▶ _Goal_
State how many lines of the material below contain the word "table". Give only the number.
── Supplied information
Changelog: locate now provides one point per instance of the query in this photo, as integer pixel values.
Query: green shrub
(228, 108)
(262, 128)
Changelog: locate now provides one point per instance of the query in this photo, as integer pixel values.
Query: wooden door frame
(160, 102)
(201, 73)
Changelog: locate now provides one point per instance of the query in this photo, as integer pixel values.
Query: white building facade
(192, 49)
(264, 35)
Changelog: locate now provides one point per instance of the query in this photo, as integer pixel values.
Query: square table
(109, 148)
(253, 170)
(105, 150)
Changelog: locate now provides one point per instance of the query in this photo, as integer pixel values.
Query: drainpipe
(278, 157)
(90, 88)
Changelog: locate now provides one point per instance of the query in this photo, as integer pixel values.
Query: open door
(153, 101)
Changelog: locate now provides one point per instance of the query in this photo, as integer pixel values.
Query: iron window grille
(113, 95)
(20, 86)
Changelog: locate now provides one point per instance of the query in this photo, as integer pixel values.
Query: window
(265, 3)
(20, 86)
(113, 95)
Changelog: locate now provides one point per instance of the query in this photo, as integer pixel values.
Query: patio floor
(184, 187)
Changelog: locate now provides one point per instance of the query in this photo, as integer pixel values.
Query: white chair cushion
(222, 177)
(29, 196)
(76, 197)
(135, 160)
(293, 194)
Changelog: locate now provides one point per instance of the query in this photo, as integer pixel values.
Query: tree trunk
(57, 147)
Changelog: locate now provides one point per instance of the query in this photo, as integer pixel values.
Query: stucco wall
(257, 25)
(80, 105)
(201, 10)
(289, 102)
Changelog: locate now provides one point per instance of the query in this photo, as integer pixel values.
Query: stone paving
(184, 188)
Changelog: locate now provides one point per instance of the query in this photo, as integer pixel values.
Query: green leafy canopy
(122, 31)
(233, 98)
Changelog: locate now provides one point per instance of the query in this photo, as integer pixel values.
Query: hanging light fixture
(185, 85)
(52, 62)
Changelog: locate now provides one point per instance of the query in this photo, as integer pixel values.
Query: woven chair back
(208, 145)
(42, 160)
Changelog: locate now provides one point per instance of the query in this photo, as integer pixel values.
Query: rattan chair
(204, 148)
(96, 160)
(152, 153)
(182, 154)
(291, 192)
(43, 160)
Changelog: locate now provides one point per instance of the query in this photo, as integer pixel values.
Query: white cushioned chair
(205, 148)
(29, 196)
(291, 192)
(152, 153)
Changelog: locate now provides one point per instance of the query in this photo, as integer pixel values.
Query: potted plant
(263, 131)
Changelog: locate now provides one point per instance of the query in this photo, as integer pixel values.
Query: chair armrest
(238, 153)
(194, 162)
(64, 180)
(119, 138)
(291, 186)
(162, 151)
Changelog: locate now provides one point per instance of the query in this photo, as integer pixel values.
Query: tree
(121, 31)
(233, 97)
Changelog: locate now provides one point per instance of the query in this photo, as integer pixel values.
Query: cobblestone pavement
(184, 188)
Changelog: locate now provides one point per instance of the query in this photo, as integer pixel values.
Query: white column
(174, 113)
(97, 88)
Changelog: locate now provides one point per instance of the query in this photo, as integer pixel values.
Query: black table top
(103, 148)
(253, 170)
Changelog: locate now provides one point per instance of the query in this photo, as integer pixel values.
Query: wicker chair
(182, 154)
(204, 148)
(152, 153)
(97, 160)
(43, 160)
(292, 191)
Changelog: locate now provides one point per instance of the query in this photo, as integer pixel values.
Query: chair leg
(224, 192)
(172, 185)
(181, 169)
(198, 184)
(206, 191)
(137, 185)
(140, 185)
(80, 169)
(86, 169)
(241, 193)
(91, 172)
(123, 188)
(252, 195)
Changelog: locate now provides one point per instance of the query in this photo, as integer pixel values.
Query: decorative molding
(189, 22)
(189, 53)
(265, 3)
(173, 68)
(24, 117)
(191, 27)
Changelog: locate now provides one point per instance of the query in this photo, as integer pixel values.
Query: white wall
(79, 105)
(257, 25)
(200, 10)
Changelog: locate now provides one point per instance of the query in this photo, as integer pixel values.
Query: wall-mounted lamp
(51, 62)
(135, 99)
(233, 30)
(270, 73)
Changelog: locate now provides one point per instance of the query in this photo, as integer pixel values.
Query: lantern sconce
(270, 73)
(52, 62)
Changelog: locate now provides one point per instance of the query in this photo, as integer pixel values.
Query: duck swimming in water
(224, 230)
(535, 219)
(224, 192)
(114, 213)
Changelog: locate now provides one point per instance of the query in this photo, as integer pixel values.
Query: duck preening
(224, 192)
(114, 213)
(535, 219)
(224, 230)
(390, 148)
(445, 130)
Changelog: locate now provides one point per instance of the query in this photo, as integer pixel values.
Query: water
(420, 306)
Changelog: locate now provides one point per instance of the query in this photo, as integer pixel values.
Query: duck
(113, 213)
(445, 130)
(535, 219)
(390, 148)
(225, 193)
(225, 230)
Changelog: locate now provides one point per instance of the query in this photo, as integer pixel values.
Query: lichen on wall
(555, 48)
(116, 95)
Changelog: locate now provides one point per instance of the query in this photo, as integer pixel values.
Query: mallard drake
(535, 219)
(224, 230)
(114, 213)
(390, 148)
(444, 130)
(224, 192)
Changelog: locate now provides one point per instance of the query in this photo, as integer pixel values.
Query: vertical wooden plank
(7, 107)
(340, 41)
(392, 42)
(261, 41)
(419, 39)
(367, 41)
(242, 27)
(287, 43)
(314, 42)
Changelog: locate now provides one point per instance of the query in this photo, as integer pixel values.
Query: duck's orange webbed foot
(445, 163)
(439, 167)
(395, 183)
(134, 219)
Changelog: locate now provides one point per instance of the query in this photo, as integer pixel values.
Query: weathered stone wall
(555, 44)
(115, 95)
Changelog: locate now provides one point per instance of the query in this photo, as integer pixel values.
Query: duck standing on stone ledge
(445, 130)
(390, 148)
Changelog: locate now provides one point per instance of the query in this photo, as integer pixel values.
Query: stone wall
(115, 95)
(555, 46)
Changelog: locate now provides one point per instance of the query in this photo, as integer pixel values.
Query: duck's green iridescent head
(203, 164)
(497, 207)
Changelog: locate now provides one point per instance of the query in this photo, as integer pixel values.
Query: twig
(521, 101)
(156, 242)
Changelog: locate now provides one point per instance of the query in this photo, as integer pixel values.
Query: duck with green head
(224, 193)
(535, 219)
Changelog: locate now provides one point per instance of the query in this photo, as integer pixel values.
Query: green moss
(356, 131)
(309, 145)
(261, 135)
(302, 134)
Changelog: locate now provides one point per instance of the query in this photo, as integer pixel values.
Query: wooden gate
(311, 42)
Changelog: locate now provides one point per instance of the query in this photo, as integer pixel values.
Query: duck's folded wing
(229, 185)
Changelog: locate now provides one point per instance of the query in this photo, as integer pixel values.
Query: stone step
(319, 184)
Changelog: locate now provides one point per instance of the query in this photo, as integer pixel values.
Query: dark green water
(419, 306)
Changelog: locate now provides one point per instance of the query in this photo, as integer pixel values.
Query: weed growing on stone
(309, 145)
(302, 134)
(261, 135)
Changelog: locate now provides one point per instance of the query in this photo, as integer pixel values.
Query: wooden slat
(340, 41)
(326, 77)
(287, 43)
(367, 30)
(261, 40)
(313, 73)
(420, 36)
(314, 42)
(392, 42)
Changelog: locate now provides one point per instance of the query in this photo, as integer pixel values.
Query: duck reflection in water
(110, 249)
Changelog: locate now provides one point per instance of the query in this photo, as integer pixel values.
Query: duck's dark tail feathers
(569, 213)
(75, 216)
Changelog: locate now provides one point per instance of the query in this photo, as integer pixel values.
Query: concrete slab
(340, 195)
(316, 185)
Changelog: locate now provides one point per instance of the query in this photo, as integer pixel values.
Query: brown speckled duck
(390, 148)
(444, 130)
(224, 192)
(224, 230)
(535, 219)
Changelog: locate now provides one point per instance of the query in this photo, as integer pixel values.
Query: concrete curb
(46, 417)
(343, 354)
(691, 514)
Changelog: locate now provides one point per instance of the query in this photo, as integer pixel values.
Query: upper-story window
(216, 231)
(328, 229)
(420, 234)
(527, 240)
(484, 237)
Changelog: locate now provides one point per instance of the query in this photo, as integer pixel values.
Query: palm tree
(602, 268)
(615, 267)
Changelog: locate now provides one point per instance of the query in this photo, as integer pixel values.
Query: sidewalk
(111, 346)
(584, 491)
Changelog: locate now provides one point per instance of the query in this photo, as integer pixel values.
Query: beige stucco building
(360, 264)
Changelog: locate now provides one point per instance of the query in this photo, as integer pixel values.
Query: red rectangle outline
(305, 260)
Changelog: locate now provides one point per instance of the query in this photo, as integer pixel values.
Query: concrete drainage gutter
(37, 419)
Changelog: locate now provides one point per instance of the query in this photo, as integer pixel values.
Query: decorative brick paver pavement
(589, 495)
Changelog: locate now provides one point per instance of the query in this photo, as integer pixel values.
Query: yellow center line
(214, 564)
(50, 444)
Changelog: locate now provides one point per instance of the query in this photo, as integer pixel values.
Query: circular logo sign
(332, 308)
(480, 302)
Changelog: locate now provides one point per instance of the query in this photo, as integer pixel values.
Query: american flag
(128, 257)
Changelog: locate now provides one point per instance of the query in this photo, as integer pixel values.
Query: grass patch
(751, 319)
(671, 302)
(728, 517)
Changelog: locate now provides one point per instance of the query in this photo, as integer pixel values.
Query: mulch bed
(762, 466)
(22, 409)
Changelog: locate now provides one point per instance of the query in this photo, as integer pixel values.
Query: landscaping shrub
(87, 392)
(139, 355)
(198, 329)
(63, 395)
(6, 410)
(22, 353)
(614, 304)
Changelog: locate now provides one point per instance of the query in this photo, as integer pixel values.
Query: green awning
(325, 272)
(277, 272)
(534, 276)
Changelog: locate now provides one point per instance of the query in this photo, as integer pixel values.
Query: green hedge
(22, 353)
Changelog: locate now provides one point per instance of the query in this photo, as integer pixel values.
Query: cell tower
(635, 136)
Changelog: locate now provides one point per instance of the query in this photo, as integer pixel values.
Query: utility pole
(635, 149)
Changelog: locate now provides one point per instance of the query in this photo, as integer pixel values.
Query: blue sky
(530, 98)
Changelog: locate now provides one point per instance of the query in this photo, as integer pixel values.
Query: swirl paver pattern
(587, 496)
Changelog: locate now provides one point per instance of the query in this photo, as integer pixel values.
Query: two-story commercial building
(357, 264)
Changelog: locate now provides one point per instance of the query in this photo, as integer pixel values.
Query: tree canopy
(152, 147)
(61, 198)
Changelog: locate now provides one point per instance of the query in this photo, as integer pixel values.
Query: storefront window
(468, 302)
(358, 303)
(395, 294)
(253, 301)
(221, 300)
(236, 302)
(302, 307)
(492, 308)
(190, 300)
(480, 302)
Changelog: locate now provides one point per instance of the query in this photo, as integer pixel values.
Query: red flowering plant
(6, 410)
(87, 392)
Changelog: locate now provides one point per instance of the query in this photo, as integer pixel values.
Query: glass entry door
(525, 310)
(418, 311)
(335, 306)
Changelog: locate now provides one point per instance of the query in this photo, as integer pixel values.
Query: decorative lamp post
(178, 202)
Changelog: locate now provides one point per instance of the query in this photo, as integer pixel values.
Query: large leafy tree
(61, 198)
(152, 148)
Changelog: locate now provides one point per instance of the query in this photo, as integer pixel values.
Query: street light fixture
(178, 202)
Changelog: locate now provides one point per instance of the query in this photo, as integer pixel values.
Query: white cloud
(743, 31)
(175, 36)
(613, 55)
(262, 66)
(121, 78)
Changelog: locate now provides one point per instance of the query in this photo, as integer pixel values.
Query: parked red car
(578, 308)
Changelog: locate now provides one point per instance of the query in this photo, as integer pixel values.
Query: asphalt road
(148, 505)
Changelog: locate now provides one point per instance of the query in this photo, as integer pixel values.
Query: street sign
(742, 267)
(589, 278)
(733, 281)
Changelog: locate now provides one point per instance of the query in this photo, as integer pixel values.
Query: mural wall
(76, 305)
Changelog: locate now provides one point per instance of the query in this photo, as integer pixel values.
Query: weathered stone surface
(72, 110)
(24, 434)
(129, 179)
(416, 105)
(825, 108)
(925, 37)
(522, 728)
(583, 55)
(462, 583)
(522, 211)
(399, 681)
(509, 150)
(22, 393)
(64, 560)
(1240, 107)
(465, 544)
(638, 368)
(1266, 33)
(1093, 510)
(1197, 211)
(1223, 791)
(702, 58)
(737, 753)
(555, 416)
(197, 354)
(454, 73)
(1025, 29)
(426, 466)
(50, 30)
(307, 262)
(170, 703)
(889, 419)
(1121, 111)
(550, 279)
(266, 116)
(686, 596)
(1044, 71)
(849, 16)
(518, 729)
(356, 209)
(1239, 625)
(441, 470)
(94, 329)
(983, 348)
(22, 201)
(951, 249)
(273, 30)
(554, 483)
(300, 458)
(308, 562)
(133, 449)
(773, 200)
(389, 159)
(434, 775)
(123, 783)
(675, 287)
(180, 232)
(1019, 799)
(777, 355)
────
▶ _Output_
2